In the book review excerpt, for what kind of class is Hendrick's novel recommended as a class set?

* [Source excerpt]:
#####

Hendrick begins the novel with Sarah's voice. We find it easy to identify with her but, initially, Will is less sympathetic and Eliat is antipathetic. We hardly notice as we read but gradually Hendrick shifts our perceptions, so that by the end of the novel we understand Will and our heart bleeds for Eliat. One of the strengths of the novel is undoubtedly the characterisation, but I was even more impressed with the narrative structure. Hendrick pulls together the different strands of the narrative and the different time frames with an effortlessness that is impressive.
Recommendation: This is highly recommended for class set use for a comprehensive Year 8-9 class. Students will engage with the very different ways Sarah, Will and Eliat deal with the difficulties in their lives. It's ultimately a very positive book, offering glimmers of hope while shunning easy happy endings. - HS

by J. L. Powers. Through My Eyes series. Allen & Unwin, 2013. ISBN 9781743312490. 192 pp.
This is the second title in Allen & Unwin's valuable new series 'Through My Eyes', novels about children living in conflict zones. The first book was Rosanne Hawke's Shahana, set in Kashmir.

#####

* [Listed records]:

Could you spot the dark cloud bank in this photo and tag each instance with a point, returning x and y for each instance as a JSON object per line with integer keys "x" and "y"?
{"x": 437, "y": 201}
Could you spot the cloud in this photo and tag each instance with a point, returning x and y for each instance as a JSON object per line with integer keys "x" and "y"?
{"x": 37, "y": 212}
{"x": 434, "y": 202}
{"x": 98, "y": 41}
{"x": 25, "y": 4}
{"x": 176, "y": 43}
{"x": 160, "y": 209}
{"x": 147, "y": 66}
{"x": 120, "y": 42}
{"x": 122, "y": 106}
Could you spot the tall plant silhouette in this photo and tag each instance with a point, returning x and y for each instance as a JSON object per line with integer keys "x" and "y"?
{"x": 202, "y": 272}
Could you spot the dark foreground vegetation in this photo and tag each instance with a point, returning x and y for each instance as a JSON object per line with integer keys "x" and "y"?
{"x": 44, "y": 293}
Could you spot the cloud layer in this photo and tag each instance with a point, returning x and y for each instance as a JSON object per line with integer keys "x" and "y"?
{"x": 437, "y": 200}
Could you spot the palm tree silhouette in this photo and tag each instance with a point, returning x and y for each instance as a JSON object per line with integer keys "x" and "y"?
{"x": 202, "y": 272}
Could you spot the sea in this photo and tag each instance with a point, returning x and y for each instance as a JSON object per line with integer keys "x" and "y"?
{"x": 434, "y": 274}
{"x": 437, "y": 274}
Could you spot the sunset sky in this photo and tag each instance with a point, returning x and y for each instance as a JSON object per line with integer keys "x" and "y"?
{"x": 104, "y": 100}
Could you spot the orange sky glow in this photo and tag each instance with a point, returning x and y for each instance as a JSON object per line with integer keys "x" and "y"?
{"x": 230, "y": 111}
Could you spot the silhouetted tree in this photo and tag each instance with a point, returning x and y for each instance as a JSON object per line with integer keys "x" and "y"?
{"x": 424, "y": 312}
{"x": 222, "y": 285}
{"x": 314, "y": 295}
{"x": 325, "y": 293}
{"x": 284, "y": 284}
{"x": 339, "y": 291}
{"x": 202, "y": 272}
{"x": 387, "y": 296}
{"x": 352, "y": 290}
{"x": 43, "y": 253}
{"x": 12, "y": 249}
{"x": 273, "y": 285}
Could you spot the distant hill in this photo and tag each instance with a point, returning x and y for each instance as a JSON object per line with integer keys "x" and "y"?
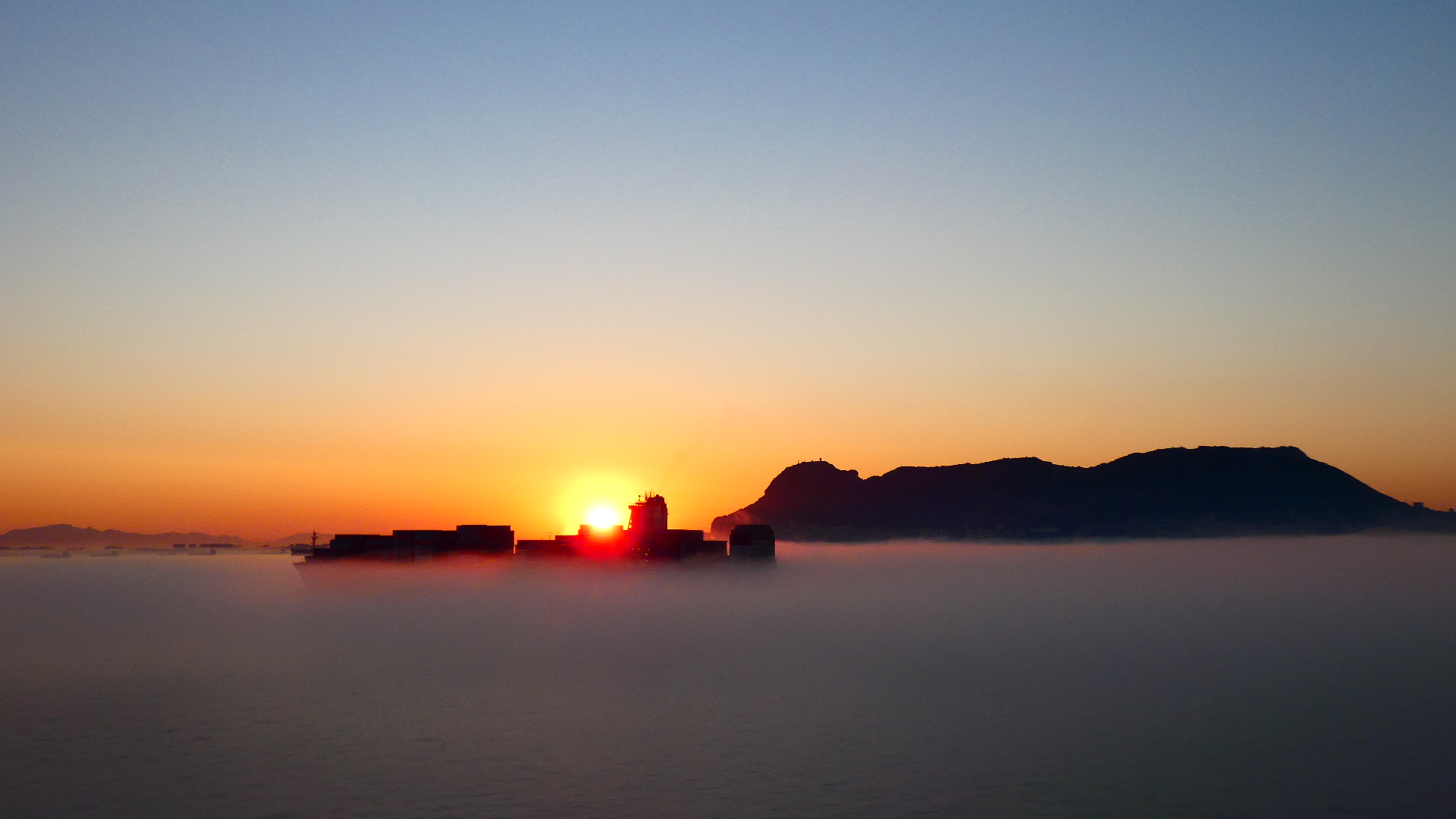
{"x": 1169, "y": 493}
{"x": 66, "y": 535}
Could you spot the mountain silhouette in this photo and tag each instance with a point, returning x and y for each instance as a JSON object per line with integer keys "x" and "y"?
{"x": 67, "y": 535}
{"x": 1169, "y": 493}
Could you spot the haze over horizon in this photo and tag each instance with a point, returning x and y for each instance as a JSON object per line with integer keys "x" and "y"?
{"x": 312, "y": 265}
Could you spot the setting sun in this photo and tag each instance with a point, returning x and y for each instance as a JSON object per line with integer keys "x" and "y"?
{"x": 603, "y": 516}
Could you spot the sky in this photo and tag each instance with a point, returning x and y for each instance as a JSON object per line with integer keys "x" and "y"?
{"x": 274, "y": 267}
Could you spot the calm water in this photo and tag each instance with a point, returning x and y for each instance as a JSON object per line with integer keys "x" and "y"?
{"x": 1206, "y": 678}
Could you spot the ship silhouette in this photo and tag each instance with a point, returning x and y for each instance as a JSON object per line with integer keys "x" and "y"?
{"x": 645, "y": 538}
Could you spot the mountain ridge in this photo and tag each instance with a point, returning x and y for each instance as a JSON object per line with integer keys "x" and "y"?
{"x": 1203, "y": 491}
{"x": 64, "y": 534}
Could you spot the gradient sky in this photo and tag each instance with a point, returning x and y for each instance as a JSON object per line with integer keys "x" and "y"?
{"x": 268, "y": 267}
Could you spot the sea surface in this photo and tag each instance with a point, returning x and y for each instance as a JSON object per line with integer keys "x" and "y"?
{"x": 1220, "y": 678}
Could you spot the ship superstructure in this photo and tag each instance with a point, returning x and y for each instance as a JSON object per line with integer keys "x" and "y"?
{"x": 645, "y": 537}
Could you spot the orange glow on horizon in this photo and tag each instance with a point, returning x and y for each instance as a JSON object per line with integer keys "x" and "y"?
{"x": 601, "y": 516}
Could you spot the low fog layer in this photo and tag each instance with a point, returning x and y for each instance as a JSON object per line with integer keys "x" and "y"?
{"x": 1194, "y": 678}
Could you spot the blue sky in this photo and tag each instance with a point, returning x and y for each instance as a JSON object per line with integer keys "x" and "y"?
{"x": 880, "y": 234}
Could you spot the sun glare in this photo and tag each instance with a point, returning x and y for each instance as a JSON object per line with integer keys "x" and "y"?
{"x": 603, "y": 516}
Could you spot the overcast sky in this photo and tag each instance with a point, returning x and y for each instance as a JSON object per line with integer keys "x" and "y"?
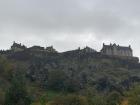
{"x": 68, "y": 24}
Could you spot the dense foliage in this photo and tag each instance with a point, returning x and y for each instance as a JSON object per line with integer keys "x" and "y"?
{"x": 70, "y": 78}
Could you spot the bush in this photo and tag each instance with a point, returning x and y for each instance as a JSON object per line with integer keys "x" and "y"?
{"x": 70, "y": 100}
{"x": 17, "y": 94}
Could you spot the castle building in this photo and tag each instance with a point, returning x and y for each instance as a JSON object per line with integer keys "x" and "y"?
{"x": 50, "y": 49}
{"x": 17, "y": 47}
{"x": 116, "y": 50}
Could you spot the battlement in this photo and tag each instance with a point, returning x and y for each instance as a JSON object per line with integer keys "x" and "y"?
{"x": 117, "y": 50}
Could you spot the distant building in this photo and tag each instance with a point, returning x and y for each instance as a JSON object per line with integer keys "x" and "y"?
{"x": 116, "y": 50}
{"x": 17, "y": 47}
{"x": 88, "y": 50}
{"x": 36, "y": 48}
{"x": 50, "y": 49}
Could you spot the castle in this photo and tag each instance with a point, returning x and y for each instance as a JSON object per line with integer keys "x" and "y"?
{"x": 116, "y": 50}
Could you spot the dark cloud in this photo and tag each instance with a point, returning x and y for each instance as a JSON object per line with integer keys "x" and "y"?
{"x": 67, "y": 24}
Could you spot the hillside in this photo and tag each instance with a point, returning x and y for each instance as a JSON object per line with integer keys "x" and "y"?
{"x": 72, "y": 71}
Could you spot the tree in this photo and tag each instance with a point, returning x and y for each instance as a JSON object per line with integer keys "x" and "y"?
{"x": 17, "y": 94}
{"x": 114, "y": 98}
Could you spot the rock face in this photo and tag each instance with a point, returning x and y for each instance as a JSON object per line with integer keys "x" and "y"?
{"x": 78, "y": 68}
{"x": 116, "y": 50}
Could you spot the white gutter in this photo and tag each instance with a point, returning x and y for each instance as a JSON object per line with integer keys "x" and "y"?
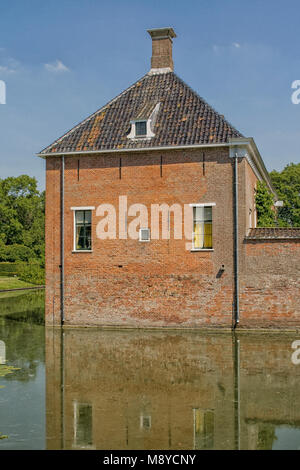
{"x": 130, "y": 150}
{"x": 245, "y": 147}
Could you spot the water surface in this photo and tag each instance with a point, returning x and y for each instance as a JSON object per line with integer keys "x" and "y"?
{"x": 138, "y": 389}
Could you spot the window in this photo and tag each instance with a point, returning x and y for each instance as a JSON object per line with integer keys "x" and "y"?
{"x": 145, "y": 422}
{"x": 202, "y": 227}
{"x": 140, "y": 128}
{"x": 83, "y": 230}
{"x": 144, "y": 235}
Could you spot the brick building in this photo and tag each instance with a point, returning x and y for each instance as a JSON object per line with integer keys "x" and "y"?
{"x": 151, "y": 218}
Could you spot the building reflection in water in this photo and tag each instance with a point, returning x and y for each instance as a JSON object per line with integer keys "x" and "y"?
{"x": 170, "y": 390}
{"x": 2, "y": 352}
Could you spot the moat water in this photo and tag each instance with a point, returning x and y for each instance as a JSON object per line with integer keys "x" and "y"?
{"x": 95, "y": 389}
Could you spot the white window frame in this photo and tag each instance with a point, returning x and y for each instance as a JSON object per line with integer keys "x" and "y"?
{"x": 200, "y": 204}
{"x": 80, "y": 208}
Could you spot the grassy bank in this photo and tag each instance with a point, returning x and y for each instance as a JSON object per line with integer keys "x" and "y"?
{"x": 13, "y": 283}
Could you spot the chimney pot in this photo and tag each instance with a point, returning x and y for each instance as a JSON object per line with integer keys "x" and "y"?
{"x": 162, "y": 49}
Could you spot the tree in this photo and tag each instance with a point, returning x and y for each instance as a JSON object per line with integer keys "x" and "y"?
{"x": 22, "y": 209}
{"x": 264, "y": 200}
{"x": 287, "y": 186}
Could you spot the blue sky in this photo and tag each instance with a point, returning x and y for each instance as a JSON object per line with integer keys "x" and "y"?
{"x": 62, "y": 60}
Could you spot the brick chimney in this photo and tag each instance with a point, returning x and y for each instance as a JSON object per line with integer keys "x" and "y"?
{"x": 161, "y": 59}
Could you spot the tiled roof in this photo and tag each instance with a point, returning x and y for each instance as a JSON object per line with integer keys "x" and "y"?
{"x": 184, "y": 118}
{"x": 273, "y": 233}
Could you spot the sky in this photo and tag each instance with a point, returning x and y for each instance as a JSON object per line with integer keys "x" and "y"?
{"x": 62, "y": 60}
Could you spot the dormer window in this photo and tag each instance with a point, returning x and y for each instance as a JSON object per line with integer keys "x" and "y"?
{"x": 142, "y": 126}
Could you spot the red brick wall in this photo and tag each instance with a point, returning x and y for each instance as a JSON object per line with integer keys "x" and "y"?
{"x": 160, "y": 283}
{"x": 270, "y": 286}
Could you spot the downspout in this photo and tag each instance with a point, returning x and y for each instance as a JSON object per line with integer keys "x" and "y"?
{"x": 236, "y": 244}
{"x": 62, "y": 254}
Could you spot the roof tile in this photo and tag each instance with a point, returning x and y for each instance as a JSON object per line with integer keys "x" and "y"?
{"x": 184, "y": 118}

#####

* [Answer in full]: A comprehensive Year 8-9 class.